▶ _OBJECTIVE_: Find each line in the entries below that contains the word "mark" and copy those lines.

▶ _EXERCISE DATA_:
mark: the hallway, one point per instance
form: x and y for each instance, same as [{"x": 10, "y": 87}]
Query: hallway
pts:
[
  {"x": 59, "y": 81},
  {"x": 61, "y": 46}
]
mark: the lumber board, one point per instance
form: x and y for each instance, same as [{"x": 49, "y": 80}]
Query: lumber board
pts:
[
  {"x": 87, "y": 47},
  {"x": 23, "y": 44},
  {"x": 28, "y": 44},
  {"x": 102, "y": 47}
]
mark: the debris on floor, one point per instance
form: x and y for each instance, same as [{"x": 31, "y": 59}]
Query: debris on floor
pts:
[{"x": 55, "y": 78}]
---
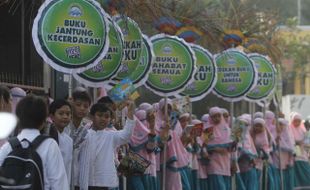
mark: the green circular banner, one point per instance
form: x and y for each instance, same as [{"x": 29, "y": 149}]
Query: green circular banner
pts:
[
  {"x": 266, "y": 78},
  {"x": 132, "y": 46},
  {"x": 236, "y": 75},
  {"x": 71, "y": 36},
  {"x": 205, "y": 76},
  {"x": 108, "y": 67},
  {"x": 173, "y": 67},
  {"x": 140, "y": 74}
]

▶ _TASK RESULT_:
mark: the hallway, one point per instance
mark: the lumber board, one point per instance
mark: the debris on floor, one point per instance
mark: the green circular banner, one point per instance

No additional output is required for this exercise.